_Document segment:_
——————

Health And Medicine

Invigorating Life Of A Genius: Brief Biography of Marie Curie

When we think of inspiring women whose intellect made history and the remarkable things they did, one name always crosses our minds and that is Marie Curie.

When we think of inspiring women whose intellect made history and the remarkable things they did, one name always crosses our minds and that is Marie Curie. Being the only person ever to have won two Nobel Prizes in two different sciences, she is one of the legendary scientists of the last century.

English: Marie Curie (born Maria Salomea Skłod...
Marie Curie

Marie Curie was born in Poland and later became a French citizen. She received her early education at local schools and her father trained her in science. At tender age of ten, she lost a sister and her mother. Though she was raised a Catholic, she became Agnostic. After graduation from college, she couldn’t continue her higher education because no institution admitted female students.

——————

_Listed records:_
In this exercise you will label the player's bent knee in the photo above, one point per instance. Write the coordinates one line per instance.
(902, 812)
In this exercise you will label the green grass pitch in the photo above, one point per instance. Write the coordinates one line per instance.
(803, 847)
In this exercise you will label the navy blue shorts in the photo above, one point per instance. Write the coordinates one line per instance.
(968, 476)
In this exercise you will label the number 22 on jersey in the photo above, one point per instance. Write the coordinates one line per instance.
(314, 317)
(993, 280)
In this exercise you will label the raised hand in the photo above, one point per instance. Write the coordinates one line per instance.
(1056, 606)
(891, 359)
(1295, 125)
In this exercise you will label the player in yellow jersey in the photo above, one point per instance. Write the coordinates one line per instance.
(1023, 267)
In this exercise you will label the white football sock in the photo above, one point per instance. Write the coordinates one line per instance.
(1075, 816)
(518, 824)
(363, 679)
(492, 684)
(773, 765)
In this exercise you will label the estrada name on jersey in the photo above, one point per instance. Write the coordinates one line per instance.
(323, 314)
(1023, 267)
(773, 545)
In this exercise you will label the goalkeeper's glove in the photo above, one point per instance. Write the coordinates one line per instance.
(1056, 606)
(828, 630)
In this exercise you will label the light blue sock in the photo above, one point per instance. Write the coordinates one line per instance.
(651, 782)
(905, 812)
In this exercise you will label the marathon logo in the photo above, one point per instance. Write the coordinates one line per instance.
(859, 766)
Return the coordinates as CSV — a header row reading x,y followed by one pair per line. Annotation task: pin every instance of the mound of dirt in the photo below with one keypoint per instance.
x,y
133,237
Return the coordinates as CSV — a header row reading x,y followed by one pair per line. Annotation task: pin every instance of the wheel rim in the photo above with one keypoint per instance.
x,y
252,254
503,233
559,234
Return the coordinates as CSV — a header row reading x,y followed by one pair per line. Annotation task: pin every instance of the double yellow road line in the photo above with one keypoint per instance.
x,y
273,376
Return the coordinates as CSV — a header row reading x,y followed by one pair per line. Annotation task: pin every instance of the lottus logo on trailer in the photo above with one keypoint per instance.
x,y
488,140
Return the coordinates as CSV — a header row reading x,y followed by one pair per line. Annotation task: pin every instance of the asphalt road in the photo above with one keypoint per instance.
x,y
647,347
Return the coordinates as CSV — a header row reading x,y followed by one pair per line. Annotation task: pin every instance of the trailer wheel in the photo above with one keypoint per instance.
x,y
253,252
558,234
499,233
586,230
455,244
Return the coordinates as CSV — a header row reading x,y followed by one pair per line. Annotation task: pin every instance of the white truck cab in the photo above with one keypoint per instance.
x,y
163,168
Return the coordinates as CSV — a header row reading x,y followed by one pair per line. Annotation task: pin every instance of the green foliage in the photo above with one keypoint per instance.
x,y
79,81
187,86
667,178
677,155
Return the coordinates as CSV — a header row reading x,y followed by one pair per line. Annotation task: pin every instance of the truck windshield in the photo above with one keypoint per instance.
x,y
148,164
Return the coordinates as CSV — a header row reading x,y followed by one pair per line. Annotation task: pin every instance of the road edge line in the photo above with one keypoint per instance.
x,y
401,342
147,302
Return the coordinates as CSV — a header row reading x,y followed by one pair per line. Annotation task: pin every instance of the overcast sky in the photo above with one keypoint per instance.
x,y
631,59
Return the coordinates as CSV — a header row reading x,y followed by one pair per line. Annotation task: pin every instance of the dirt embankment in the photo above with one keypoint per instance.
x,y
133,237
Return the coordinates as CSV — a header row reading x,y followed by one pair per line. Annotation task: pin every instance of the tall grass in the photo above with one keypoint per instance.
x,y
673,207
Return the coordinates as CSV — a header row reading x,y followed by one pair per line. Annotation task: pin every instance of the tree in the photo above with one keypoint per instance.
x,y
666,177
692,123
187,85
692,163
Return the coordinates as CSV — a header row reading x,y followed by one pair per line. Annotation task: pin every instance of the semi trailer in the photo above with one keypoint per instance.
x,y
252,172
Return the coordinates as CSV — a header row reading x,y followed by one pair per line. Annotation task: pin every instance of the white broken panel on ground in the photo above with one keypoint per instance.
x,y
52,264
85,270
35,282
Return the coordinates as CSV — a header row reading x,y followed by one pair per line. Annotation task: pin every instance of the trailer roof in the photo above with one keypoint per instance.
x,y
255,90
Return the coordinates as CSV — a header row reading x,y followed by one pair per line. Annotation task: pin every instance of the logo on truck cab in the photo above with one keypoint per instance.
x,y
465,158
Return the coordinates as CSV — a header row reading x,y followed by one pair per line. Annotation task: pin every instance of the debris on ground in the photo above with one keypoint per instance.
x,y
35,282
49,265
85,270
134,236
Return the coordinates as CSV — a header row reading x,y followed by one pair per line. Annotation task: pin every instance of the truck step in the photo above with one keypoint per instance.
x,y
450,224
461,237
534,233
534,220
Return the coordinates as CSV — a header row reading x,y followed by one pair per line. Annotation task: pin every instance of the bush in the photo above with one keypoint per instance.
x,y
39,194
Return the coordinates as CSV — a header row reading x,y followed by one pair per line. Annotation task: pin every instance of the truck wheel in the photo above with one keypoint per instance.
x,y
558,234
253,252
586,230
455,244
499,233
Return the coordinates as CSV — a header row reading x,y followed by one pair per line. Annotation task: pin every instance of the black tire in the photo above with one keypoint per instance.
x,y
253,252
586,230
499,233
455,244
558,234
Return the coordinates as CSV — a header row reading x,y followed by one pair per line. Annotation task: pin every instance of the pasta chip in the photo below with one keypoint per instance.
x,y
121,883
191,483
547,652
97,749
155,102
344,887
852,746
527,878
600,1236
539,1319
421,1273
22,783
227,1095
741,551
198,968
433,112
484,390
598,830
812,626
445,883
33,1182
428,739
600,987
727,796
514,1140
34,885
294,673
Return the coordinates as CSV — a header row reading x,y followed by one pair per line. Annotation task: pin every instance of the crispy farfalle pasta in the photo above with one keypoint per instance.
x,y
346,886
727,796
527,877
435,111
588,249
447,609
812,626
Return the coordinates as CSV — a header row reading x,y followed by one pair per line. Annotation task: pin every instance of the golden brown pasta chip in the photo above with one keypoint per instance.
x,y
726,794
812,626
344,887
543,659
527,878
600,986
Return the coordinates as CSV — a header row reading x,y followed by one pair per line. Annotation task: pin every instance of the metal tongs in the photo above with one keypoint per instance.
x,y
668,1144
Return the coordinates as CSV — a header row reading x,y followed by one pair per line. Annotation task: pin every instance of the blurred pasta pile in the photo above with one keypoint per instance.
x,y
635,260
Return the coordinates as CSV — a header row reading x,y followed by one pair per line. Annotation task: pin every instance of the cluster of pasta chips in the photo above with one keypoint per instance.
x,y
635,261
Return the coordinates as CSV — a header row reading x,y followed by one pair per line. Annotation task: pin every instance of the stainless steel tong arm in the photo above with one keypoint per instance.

——————

_Exercise aim:_ Write the next part of the Marie Curie biography, beginning after its final sentence. The rows have no role in this exercise.

_Solved exercise:_
She made an agreement with her sister that she would help her meet her educational expenses in Paris and in return her sister would do the same for her after two years, so she worked as a governess.

In 1891, with her father’s help she went to Paris and studied Chemistry, Physics and Mathematics at University of Paris. To make the ends meet she studied in morning and taught in evening but she got barely enough to survive, she actually fainted several times from hunger and cold.

She started her first research on magnetic properties of different steels, during that time she met Pierre Curie. After earning her degree, she wanted to work in her homeland but she wasn’t given a place at universities because she was a woman. Pierre Curie persuaded her to get her Ph.D, the same year they married. At her wedding, she wore a simple blue outfit that she also wore during lab work.

When in 1896, Henri Becquerel discovered that Uranium emits rays resembling x-rays, Curie decided to work on that for her thesis; using Electrometer, she discovered that Uranium rays caused air around them to conduct electricity. She claimed that radiation didn’t result from any sort of interaction between molecules, rather it is emitted from atom itself, it was milestone in Chemistry as previously scientists believed atom to be indivisible.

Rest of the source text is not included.